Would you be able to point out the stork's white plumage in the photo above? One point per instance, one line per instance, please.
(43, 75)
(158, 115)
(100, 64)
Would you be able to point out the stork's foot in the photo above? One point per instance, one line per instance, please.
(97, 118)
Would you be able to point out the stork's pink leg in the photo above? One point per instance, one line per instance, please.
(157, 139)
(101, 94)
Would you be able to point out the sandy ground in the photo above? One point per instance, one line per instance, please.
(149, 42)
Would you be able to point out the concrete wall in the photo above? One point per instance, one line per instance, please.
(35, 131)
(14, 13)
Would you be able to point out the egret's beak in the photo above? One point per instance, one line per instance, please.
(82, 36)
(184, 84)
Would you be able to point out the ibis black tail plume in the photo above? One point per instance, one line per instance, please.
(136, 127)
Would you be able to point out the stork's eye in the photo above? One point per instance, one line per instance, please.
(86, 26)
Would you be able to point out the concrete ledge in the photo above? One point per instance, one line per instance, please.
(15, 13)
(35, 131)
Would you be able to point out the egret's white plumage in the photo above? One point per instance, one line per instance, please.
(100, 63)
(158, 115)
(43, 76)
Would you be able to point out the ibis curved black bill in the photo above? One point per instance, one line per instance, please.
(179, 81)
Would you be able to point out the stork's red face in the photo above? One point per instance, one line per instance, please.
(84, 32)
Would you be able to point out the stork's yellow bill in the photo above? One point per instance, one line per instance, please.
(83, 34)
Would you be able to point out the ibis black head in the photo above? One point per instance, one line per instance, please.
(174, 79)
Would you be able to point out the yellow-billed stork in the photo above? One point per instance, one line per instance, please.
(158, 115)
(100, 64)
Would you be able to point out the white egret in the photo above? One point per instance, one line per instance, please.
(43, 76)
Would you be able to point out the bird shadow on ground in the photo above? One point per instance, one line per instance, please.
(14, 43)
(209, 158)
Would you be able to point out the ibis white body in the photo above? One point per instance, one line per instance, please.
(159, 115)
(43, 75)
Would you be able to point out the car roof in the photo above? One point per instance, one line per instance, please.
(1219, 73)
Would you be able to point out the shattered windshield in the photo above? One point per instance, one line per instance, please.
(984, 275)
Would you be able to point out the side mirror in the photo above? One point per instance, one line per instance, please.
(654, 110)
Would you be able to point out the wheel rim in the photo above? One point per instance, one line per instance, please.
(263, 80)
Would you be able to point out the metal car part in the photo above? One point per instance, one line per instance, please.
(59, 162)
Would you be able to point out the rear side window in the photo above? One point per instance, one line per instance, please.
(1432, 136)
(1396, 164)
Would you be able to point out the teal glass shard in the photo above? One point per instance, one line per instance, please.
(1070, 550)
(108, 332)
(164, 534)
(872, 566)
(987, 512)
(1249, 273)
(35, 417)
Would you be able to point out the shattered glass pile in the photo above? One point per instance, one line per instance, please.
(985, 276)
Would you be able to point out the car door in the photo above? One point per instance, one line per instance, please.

*****

Objective :: Starting at the line that contains "Would you be able to point out the metal", retype each line through the end of the listing above and nothing else.

Written response ::
Would you be able to point out the metal car part in the photo above? One point per instance, one line per instance, please.
(59, 162)
Would you be able to point out the rear side window in the photo above? One point per instance, one line per instance, please.
(1432, 136)
(1396, 164)
Would you be able to point out the teal glass shard in the photo above? One point per instance, one line per instance, please.
(1070, 550)
(108, 332)
(164, 534)
(872, 566)
(987, 512)
(1249, 273)
(35, 417)
Would you be able to point out the shattered glass pile in the photo above? One point per instance, one line per instance, please.
(985, 276)
Would you be able to point out the car door in the photo above? One point per instance, one line per instance, please.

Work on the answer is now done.